▸ SHORT TASK 1: Which biblical passages does the passage on sacrifice cite by chapter and verse?

Indeed, this phrase itself draws from the practice of Greek moral philosophisers in antiquity, of providing “moral exhortation in which someone is advised to pursue or abstain from something”. That’s a quote from one of my teachers, Prof. Abraham Malherbe, who spent decades researching and writing about these philosophers; see Malherbe, “Styles of Exhortation”, in Moral Exhortation; Westminster John Knox Press, 1986 pp. 121–127.

So Paul utilises this technique from Greek literature—just like he also makes extensive use of many elements of a diatribe in his letter to the Romans. However, although he is writing in Greek, some of the language which follows is drawn from Jewish traditions. Paul exemplifies the richness of the multicultural society of the day, where Jewish and hellenistic Greek customs, traditions, and religions intermingled, along with distinctively local practices in each place of the Roman Empire where the traditional deities, language, and culture survived.

“Present your bodies as a living sacrifice”, Paul advises the Romans (12:1). However, he is not specifically instructing them to offer their loves as martyrs. The language is more subtle than this. The offering of sacrifices to the deities was known within ancient Greece and in the Roman Empire. Writing on religion in Ancient Greece, Colette and Séan Hemingway state that “the central ritual act in ancient Greece was animal sacrifice, especially of oxen, goats, and sheep. Sacrifices took place within the sanctuary, usually at an altar in front of the temple, with the assembled participants consuming the entrails and meat of the victim.” See

https://www.metmuseum.org/toah/hd/grlg/hd_grlg.htm#:~:text=The%20central%20ritual%20act%20in,offerings%2C%20or%20libations%20(1979.11.

Paul himself asserts that “what pagans sacrifice, they sacrifice to demons and not to God” (1 Cor 10:20), and so, when believers share in meals involving meat which has been bought at the meat market, “if someone says to you, ‘This has been offered in sacrifice,’ then do not eat it” (1 Cor 10:28). The offering of meat as a sacrifice which was subsequently sold on to the market by the pagan priests was obviously still happening in Corinth.

However, sacrifice was also at the heart of Israelite faith; the Temple was not simply the holy place where the God of Israel resided, but it was also the place to which offerings and sacrifices were brought in order to give thanks to God and to seek forgiveness from God. As the psalmist sings, “lift up your hands to the holy place and bless the Lord” (Ps 134:2).

Since “the Lord is in his holy temple” (Ps 11:4) the psalmist also promises, “I will offer to you a thanksgiving sacrifice and call on the name of the Lord; I will pay my vows to the Lord in the presence of all his people, in the courts of the house of the Lord, in your midst, O Jerusalem” (Ps 116:18–19). Sacrifice was integral to the ancient faith of the Israelites, continued on by Jewish people into the first century CE.

▸ MATERIAL FOR THIS EXERCISE:
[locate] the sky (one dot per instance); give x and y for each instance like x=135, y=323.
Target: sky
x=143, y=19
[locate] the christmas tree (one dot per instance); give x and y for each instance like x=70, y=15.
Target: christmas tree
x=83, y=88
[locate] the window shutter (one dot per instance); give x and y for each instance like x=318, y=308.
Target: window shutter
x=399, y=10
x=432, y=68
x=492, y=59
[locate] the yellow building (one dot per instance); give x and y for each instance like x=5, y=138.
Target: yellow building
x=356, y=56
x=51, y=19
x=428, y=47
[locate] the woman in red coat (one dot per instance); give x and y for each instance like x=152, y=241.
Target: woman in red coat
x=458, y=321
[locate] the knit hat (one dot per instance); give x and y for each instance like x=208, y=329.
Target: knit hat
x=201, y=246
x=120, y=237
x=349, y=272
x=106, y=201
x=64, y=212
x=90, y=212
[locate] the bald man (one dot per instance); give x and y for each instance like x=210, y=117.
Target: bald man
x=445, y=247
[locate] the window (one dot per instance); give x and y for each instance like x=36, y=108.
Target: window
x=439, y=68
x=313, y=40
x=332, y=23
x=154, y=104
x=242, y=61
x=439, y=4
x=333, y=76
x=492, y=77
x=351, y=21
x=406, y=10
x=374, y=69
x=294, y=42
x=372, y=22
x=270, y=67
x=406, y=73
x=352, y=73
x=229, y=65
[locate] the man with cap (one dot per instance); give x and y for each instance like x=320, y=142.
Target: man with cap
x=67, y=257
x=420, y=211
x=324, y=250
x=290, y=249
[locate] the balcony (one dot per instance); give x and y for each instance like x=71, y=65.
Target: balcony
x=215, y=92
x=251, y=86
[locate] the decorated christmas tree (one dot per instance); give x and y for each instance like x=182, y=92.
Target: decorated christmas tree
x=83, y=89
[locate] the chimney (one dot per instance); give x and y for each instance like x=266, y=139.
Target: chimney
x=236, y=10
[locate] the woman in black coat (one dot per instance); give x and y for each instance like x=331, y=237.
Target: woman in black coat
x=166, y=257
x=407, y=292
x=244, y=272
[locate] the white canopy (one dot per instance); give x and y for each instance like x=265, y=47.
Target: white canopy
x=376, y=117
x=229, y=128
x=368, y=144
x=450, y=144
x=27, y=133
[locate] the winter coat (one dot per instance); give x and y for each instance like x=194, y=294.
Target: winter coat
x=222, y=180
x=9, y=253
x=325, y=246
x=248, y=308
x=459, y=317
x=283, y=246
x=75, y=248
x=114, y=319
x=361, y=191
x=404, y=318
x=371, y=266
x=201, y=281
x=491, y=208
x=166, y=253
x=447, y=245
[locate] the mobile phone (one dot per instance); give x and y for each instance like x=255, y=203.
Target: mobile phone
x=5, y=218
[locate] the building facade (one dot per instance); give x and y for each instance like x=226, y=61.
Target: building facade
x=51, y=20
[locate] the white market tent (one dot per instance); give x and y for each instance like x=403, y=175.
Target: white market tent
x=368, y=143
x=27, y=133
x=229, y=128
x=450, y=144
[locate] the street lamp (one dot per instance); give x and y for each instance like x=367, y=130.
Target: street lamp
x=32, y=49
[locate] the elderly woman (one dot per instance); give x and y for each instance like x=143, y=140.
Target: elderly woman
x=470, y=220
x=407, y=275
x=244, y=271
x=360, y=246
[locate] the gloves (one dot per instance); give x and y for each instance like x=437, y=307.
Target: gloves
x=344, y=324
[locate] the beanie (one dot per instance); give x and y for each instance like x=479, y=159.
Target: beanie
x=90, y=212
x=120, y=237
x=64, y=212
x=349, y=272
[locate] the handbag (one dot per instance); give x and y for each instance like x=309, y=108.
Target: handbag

▸ SHORT TASK 2: In the entries, rewrite the lines from the one containing "[locate] the man" through the one containing "x=251, y=86", swapping "balcony" for "terrace" and keeping everything else the same.

▸ FULL SOLUTION 1:
12:1 (Romans)
1 Cor 10:20
1 Cor 10:28
Ps 134:2
Ps 11:4
Ps 116:18–19

▸ FULL SOLUTION 2:
[locate] the man with cap (one dot per instance); give x and y for each instance like x=320, y=142.
Target: man with cap
x=67, y=257
x=420, y=211
x=324, y=250
x=290, y=249
[locate] the terrace (one dot per instance); give x and y for each instance like x=71, y=65.
Target: terrace
x=215, y=92
x=251, y=86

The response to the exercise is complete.